Nadya/Bertaux

sculpteure

Tita Reut
Poète, éditrice

> Tita REUT

Nadya Bertaux,ou la liberté de passer

 

Il y a un moment de la connaissance où tout se recoupe. Car les grands thèmes – leurs questions et leurs réponses – sont circonscrits. Images, analogies et métaphores enchérissent cette limite : la lumière, l’eau et l’air, signes d’un passage cher à Bachelard, et la main, cette trame qui tente de retenir... Les conjugaisons font de même : inventées par le langage pour situer l’homme dans un instant de son histoire sur un curseur qui la dépasse. Les créations de Nadya Bertaux fluctuent dans cette mouvance et dans ce paradoxe : la cristallisation d’un lien dans la dérive incoercible et anarchique du temps.

Liberté de passer
Voilà une œuvre qui pose la notion de l’art en tant que trait d’union : un indice libre, suspendu, qui lie, par sa présence, deux éléments distincts. Et voilà que, pour le dire, l’artiste tisse une écriture, inscrite entre le « juste nécessaire » d’une industrie et le « presque rien » philosophique, tel que Jankélévitch le définit. Nadya Bertaux investit le musée du textile de Cholet en retramant des grillages qu’elle défibre, partie de formes minimales, géométriques, pour aller vers des rondeurs. Si le tissage, dans l’œuvre, réfère à la gestuelle de Pierrette Bloch, il s’en distingue, aussi, radicalement, les « pelotes » et structures de métal contredisant la rythmique plus linéaire, aléatoire, des lignes crochetées, sculptant le vide sans rien contenir. Main rythmique d’une Parque nouant la durée.
Un drame analogue se dévide, cependant, au fil des œuvres de Nadya Bertaux : temporaires ou permanentes, elles mettent en scène l’oxymore du fluide par une matière qui ne l’est pas, le paradoxe d’un éphémère qui fait partie des lieux. Un peu comme ces reliefs mudejar, creusés dans le plâtre, que Napoléon, envahisseur de l’Espagne, effaça définitivement en chaulant les cloisons. Leur destruction est liée à la mémoire des édifices. Il s’agit, ici, d’un corps à corps avec l’espace, poignant le créateur, poignant le spectateur. De manière non descriptive, le dessin et le volume évoquent le mouvement par la superposition des couches.
Tumbleweeds, ces masses de métal enchevêtrées qui s’apparentent aux boules de buis sec, rendues vivantes par le souffle du désert américain qui les emporte. L’illusoire légèreté que suscitent ces sculptures représente le vent, tant par la métaphore des matières qu’il pousse que par leur forme ou leur mobilité : sphères ou coulées emportées par l’air et par la gravitation. En synecdoque, la forme invoque l’effet. Le volume couvre ou semble couler sans s’imposer ni retenir. Fragment épigraphique, citation d’un événement du désert et de ses tempêtes. Allures évoluées évoluantes, résultantes en marche, elles-mêmes annonciatrices d’une péripétie en cours. Dans l’œuvre, la pause figure l’attente, mais elle est circonscrite : jamais débordantes ni échevelées, les pièces définissent une liberté dans la limite. La matière fait masse en restant translucide, dans ce vide qui n’est jamais le rien.

#### Partie d'un fichier de données:
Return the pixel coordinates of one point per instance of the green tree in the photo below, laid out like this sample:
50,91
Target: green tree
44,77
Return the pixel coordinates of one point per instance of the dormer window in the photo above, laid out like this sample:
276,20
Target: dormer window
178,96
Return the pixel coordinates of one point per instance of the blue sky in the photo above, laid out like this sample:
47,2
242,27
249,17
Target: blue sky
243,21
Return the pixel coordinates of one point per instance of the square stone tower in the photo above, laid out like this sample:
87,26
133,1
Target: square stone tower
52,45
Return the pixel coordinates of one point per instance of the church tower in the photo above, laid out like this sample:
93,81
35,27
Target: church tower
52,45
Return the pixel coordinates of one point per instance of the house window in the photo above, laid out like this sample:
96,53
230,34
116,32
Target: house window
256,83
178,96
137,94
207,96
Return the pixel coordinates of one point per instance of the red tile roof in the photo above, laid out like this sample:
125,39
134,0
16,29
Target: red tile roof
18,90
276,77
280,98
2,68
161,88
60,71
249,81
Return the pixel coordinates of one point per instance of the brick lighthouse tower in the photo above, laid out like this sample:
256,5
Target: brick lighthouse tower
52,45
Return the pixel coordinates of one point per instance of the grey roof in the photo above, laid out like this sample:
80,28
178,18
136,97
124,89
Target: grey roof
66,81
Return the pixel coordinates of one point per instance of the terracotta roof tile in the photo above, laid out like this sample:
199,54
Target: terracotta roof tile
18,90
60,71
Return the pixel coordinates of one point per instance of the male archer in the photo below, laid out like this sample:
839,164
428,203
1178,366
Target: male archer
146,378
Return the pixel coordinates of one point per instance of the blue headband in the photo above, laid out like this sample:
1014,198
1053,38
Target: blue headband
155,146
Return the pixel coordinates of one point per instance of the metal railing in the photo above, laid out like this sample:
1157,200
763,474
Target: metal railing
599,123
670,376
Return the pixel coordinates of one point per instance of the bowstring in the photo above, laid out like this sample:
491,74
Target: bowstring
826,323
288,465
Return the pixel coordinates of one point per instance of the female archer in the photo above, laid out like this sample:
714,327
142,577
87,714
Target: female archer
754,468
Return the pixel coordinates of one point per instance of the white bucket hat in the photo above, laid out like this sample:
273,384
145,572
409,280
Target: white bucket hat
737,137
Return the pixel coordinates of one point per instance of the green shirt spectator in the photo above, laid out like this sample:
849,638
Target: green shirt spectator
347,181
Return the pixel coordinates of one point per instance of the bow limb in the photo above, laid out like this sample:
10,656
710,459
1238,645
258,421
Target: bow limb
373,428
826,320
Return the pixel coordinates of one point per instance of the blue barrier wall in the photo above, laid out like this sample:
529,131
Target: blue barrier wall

#### Consigne:
Recopiez l'extrait sur Nadya Bertaux entre « Il y a un moment » et « anarchique du temps. », bornes comprises, en substituant « déclinaisons » à « conjugaisons ».

#### Réponse:
Il y a un moment de la connaissance où tout se recoupe. Car les grands thèmes – leurs questions et leurs réponses – sont circonscrits. Images, analogies et métaphores enchérissent cette limite : la lumière, l’eau et l’air, signes d’un passage cher à Bachelard, et la main, cette trame qui tente de retenir... Les déclinaisons font de même : inventées par le langage pour situer l’homme dans un instant de son histoire sur un curseur qui la dépasse. Les créations de Nadya Bertaux fluctuent dans cette mouvance et dans ce paradoxe : la cristallisation d’un lien dans la dérive incoercible et anarchique du temps.